Directions for this task ->
Pull out each line from the entries below that contains the string "mirror", and copy every such line in full.

Labeled point records:
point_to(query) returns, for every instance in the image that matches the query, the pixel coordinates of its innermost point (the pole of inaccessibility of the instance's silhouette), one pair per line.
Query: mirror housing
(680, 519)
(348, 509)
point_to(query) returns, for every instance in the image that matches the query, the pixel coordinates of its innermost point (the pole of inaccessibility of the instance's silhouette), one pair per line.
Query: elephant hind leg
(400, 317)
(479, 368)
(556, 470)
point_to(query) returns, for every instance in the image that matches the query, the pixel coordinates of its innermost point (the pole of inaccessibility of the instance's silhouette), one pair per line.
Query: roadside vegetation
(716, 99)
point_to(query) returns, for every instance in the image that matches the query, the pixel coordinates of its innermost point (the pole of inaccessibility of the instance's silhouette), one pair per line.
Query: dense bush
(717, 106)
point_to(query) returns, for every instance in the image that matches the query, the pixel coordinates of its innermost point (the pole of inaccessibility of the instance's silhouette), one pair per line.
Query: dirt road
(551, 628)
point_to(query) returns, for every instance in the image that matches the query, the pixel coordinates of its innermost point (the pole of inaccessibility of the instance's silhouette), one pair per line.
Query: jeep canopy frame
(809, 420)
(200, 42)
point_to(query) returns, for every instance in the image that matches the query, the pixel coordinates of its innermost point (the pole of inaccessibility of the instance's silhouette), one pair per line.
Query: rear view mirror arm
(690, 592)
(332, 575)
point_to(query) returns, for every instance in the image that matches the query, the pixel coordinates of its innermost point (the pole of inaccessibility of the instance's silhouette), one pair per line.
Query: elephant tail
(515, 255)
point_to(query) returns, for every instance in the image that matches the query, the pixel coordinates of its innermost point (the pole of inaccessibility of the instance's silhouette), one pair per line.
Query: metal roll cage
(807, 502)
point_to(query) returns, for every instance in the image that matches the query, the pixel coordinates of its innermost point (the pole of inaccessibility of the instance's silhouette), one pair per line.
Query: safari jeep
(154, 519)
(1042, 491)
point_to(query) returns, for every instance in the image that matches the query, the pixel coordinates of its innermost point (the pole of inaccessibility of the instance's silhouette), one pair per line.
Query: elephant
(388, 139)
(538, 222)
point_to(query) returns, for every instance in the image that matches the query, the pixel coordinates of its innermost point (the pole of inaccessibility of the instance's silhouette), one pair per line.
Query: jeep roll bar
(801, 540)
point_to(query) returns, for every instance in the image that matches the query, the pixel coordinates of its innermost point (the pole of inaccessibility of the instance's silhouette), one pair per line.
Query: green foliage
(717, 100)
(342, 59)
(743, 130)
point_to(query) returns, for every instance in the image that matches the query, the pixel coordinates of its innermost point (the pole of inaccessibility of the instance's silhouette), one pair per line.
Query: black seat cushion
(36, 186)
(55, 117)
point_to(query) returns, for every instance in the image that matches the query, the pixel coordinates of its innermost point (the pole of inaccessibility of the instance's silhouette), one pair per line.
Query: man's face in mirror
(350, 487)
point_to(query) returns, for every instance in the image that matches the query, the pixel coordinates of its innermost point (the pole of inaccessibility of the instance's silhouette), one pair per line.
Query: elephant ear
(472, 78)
==
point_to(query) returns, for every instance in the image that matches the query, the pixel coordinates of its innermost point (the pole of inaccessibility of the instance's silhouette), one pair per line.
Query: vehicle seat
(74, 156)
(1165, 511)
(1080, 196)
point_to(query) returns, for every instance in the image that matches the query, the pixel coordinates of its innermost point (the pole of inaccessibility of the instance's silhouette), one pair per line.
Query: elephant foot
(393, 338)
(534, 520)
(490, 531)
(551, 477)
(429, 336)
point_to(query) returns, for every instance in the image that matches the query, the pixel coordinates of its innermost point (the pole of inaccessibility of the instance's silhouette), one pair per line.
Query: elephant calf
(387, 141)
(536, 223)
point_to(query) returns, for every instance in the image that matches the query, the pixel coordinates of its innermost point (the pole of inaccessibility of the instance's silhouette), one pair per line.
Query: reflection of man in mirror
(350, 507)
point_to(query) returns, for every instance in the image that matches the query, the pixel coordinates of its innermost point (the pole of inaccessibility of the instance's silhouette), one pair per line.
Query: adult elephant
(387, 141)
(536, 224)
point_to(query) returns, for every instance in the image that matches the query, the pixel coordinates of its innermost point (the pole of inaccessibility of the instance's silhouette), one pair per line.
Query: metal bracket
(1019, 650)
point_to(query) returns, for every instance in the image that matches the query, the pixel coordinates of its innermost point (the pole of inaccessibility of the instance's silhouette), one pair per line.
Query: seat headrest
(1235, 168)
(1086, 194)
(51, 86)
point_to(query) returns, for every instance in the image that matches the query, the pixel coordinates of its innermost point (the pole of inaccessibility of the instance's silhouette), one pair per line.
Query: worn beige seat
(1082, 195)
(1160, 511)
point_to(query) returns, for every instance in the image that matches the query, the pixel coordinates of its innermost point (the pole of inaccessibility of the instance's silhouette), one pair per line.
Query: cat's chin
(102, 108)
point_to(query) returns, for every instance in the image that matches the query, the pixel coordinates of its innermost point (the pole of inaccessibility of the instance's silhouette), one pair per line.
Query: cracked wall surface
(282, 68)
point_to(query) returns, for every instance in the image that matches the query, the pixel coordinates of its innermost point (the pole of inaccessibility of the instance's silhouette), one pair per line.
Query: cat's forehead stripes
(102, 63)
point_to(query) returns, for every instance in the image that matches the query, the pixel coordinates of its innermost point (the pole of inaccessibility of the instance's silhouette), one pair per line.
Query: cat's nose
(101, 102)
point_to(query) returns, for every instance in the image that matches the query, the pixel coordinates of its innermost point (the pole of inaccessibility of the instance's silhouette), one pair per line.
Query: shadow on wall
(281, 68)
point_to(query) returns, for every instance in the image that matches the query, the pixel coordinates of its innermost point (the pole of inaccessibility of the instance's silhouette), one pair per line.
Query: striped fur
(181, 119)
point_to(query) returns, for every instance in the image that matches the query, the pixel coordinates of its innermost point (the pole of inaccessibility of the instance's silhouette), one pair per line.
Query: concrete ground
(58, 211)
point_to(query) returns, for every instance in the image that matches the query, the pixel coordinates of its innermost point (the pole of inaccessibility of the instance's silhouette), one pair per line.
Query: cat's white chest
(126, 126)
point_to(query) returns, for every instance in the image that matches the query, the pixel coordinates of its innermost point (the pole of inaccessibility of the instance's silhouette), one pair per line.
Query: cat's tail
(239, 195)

Solution to this problem ->
Query: mirror housing
Query: rear view mirror arm
Query: man's face in mirror
Query: reflection of man in mirror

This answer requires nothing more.